> _What the task asks_:
Given the material below, return only the lines starting at the line with "glove, with integer pixel coordinates." and ending at the line with "cap, with integer pixel coordinates.", exactly as they appear.

> _Entries provided_:

╭──

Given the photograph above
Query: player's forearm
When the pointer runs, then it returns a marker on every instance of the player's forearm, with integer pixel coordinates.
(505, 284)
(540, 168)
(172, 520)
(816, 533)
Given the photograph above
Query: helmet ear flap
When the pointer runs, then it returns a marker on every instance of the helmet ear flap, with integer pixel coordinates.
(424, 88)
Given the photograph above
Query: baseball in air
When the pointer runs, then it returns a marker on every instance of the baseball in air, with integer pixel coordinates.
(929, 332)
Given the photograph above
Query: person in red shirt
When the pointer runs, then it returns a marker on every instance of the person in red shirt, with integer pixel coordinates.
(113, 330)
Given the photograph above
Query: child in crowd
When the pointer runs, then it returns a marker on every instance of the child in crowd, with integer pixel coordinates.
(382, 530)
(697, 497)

╰──
╭──

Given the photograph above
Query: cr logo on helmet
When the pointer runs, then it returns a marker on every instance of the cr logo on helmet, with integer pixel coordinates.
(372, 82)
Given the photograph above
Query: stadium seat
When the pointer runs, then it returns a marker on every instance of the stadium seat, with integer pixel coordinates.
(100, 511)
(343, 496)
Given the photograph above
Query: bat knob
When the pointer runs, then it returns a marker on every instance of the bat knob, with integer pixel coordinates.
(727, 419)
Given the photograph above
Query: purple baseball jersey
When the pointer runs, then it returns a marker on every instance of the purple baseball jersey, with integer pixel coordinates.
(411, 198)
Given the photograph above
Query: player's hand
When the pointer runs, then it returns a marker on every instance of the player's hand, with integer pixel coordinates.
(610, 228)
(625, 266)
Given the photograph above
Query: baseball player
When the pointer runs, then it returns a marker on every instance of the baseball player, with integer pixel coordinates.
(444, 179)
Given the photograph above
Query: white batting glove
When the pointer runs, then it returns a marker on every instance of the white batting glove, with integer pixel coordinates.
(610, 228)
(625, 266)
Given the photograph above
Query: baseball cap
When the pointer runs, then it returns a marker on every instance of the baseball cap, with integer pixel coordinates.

╰──

> _Answer box_:
When the pointer runs, then it returns a marker on every instance of the white batting glove, with integer pixel coordinates.
(610, 228)
(625, 266)
Given the photograph above
Query: baseball cap
When the pointer runs, then it returns a marker on every instance of the baseball cap, with integer pixel coordinates.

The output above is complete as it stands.